Britain announces more Covid-19 deaths for Wednesday

Britain announces 52 more Covid-19 deaths in early count – including a three-month high of seven in Scotland

  • England confirmed another 43 deaths, with one apiece in Wales and N. Ireland
  • Full update will be published this afternoon by the Department of Health
  • Past week has seen an average 35 deaths per day and 6,087 cases in the UK 

A further 52 coronavirus deaths have been announced in the UK’s early count this afternoon, with 43 in England, seven in Scotland, one in Wales and one in Northern Ireland.

The numbers add to evidence that the death count is continuing to grow as cases surge, but the daily average remains 95 per cent lower than it was at the peak.  

The seven fatalities in Scotland are its highest one-day increase in more than three months, since there were nine announced on June 17.

A full round-up of the whole UK’s fatalities and new cases is expected from the Department of Health later this afternoon.

Prime Minister Boris Johnson is expected to hold a television briefing at 5pm today to impress on the nation the importance of following social distancing rules.

Mr Johnson is facing backlash against the use of his chief medical advisers Professor Chris Whitty and Sir Patrick Vallance, who are also set to appear in the briefing, as ‘scientific propaganda’ to justify tough social distancing rules.

Cases have this week hit an average of 6,087 per day with 7,143 confirmed yesterday.

Positive tests are now higher than they were even at the peak of the crisis but this is because 10 times as many tests are being done, not because the outbreak is bigger.

Tensions are running high in Westminster as the numbers of coronavirus cases continue to grow but ministers are divided over what to do.

The PM has been urged to drop scientists Sir Patrick and Professor Whitty from TV briefings, with complaints that they are being used as ‘propaganda’ to back up increasingly draconian restrictions.

MailOnline understands some Cabinet ministers are increasingly frustrated by the dire warnings from the medical and science chiefs about a second wave.

Former Downing Street aides have been calling on the government to take the experts out of the limelight, warning they are not great communicators and it gave the impression decisions were clear cut rather than a matter of judgement for ministers.

Senior Conservative Sir Bernard Jenkin upped the ante today by swiping that the government is using ‘science as propaganda’.

=-=-=-=-=

Activity: Write out the part of the Covid-19 deaths report starting with "Tensions are running" and going on through "a second wave.", word for word. The material that follows has no connection to the text above.

=-=-=-=-=

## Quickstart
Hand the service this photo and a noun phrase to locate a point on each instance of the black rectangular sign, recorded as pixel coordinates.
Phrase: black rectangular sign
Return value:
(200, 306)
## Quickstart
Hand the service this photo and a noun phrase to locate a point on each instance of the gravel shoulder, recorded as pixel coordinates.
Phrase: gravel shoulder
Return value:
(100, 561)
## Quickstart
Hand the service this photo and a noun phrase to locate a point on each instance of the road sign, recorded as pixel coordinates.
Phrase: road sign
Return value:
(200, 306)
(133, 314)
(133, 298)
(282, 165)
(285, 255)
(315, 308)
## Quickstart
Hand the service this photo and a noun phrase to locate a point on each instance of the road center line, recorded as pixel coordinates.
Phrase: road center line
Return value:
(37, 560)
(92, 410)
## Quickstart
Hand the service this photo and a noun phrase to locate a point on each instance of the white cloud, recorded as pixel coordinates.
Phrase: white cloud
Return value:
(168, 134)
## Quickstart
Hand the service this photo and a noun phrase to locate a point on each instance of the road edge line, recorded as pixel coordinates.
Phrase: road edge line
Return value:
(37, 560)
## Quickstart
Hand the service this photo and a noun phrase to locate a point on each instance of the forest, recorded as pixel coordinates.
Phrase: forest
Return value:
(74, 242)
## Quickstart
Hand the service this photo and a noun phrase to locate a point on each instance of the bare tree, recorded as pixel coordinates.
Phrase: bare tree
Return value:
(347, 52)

=-=-=-=-=

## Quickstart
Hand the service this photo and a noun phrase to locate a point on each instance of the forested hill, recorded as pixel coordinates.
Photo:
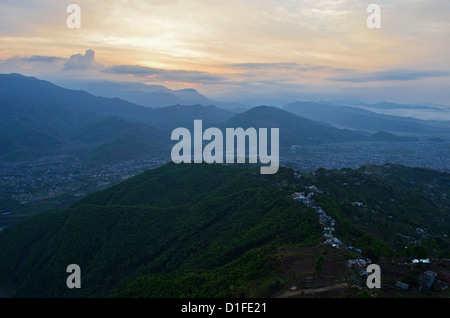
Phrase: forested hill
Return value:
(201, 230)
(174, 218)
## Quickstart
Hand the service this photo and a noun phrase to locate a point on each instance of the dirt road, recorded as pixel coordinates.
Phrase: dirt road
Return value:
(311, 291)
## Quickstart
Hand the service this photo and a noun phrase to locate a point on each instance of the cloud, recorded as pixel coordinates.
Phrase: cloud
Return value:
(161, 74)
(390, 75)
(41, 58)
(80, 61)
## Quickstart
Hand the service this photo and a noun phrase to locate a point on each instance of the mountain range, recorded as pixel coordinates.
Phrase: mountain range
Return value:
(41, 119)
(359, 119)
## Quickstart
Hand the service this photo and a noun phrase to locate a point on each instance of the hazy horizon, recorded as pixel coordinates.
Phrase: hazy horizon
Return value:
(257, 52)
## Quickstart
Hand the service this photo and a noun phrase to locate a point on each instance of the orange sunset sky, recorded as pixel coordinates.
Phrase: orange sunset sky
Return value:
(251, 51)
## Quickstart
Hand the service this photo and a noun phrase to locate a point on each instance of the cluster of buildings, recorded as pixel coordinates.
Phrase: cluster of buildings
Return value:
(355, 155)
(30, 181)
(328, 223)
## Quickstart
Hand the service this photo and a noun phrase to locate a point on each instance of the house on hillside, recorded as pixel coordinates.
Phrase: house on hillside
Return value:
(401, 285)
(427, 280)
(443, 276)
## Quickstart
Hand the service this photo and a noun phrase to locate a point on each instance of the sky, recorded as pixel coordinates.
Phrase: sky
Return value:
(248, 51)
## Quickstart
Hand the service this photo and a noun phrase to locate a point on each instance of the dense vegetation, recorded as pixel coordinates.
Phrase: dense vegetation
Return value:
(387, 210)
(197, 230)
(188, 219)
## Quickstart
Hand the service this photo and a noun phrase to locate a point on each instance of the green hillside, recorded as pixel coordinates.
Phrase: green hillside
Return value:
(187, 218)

=-=-=-=-=

Answer box:
Tensions are running high in Westminster as the numbers of coronavirus cases continue to grow but ministers are divided over what to do.

The PM has been urged to drop scientists Sir Patrick and Professor Whitty from TV briefings, with complaints that they are being used as ‘propaganda’ to back up increasingly draconian restrictions.

MailOnline understands some Cabinet ministers are increasingly frustrated by the dire warnings from the medical and science chiefs about a second wave.